■ **Problem to solve**
Extend the forum thread about the open-source Verilog BCH encoder/decoder, beginning directly after its final sentence.

■ **Excerpt to read**
Open source Verilog BCH encoder/decoder

R

Russell Dill

Guest
As part of my research, I needed a BCH encoder/decoder engine. Sadly, such a thing has no existed under a permissive license. Even more depressing is that many students seem to submit Verilog or VHDL engines as a project (or even research), but never release anything that is usable.

Anyway, I'm releasing a BSD licensed Verilog BCH encoder/decoder. It offers:

* Parallel input/output
* Modular components that can be shared across multiple decoders
* Automatic selection of BCH parameters based on data size and errors to be corrected
* Specialized error locators for 1 error and 2 error codes
* Parallel or serial error polynomial generator for codes with 2 or more errors

https://github.com/russdill/bch_verilog

I'm releasing this under BSD because I'd like to see the code used as widely as possible, but I'd still like to get feedback and hopefully improvements merged back in.

As an example, a decoder for a 512 byte data block that corrects up to 12 errors with an 8 bit wide input and an 8 bit wide output currently occupies 1635 slices and operates at up to 191 MHz on a Virtex-6 LX240T-3. Such a decoder would take input for 532 clock cycles (512 data bytes, 20 ecc bytes), calculate for about 28 clock cycles, and then produce output for 512 clock cycles.

The code currently compiles on Icarus Verilog (latest git) and Xilinx XST/Isim (tested with 14.5).
 
the link is expired, Can you the share it. Even i doing research on BCH Encoder and Decoder.

Thank You.
 
wrote in message
news:961f3a7b-97e1-42f2-81d3-1b6092248b54@googlegroups.com...

the link is expired, Can you the share it. Even i doing research on BCH
Encoder and Decoder.

Thank You.


https://www.google.com/search?as_q=bch+encoder&as_epq=&as_oq=&as_eq=&as_nlo=&as_nhi=&lr=&cr=&as_qdr=all&as_sitesearch=&as_occt=any&safe=images&tbs=&as_filetype=&as_rights=&gws_rd=ssl
 
On Friday, January 2, 2015 8:19:22 PM UTC-8, manoj...@gmail.com wrote:
the link is expired, Can you the share it. Even i doing research on BCH Encoder and Decoder.

Thank You.

Which link is expired? The only link in the post is to github, which is fine.
 
On Monday, June 23, 2014 at 1:35:52 AM UTC-7, Russell Dill wrote:
As part of my research, I needed a BCH encoder/decoder engine. Sadly, such a thing has no existed under a permissive license. Even more depressing is that many students seem to submit Verilog or VHDL engines as a project (or even research), but never release anything that is usable.

[Dataset records]

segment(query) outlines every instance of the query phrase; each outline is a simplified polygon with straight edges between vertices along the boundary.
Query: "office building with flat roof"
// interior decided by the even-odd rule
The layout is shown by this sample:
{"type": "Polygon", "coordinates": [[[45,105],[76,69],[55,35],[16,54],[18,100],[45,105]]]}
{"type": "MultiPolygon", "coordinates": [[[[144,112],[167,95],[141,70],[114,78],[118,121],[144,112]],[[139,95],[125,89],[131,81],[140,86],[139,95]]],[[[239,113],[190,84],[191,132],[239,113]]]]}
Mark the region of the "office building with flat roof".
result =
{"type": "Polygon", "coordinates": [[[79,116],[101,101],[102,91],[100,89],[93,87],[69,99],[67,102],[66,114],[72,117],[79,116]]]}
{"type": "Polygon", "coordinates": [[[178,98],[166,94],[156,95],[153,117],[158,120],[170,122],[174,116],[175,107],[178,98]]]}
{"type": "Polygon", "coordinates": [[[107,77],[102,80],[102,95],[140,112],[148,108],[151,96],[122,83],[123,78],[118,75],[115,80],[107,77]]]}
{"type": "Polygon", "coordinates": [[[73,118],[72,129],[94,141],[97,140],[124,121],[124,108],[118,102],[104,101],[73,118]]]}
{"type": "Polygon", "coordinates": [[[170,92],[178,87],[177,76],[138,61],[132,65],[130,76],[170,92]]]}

■ **Result**
Anyway, I'm releasing a BSD licensed Verilog BCH encoder/decoder. It offers:

* Parallel input/output
* Modular components that can be shared across multiple decoders
* Automatic selection of BCH parameters based on data size and errors to be corrected
* Specialized error locators for 1 error and 2 error codes
* Parallel or serial error polynomial generator for codes with 2 or more errors

https://github.com/russdill/bch_verilog

I'm releasing this under BSD because I'd like to see the code used as widely as possible, but I'd still like to get feedback and hopefully improvements merged back in.

As an example, a decoder for a 512 byte data block that corrects up to 12 errors with an 8 bit wide input and an 8 bit wide output currently occupies 1635 slices and operates at up to 191 MHz on a Virtex-6 LX240T-3. Such a decoder would take input for 532 clock cycles (512 data bytes, 20 ecc bytes), calculate for about 28 clock cycles, and then produce output for 512 clock cycles.

The code currently compiles on Icarus Verilog (latest git) and Xilinx XST/Isim (tested with 14.5).

Awesome code, thanks for making it available !

Simulations run great on Icarus.

However, I'm having execution time trouble on XST.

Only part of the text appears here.